WHAT THE TASK REQUIRES: Repeat exactly the lines that run from the one containing "Trace every instance" to the end of the data, and leave out all others.

*** Opening of MATERIAL TO PROCESS ***

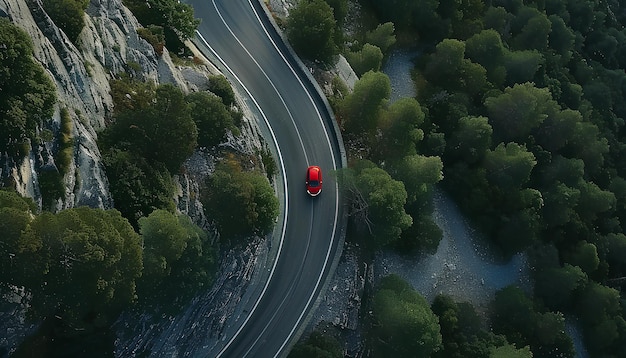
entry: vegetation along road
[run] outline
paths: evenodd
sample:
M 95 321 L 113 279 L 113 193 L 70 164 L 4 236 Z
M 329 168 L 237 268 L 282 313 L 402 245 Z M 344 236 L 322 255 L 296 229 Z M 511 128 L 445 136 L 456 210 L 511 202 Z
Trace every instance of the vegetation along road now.
M 313 85 L 256 1 L 190 1 L 202 19 L 196 43 L 218 58 L 244 91 L 276 145 L 284 192 L 279 255 L 270 279 L 219 357 L 275 357 L 287 352 L 332 272 L 341 235 L 341 201 L 332 175 L 316 198 L 304 190 L 308 165 L 342 167 L 341 139 Z M 280 231 L 280 230 L 279 230 Z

*** Close of MATERIAL TO PROCESS ***

OUTPUT OF THE EXERCISE:
Trace every instance of the vegetation along road now.
M 313 85 L 256 1 L 190 1 L 202 19 L 196 43 L 218 58 L 244 91 L 276 145 L 284 192 L 279 255 L 270 279 L 219 357 L 275 357 L 287 352 L 332 272 L 341 235 L 341 201 L 332 175 L 316 198 L 304 190 L 308 165 L 342 167 L 341 139 Z M 280 231 L 280 230 L 279 230 Z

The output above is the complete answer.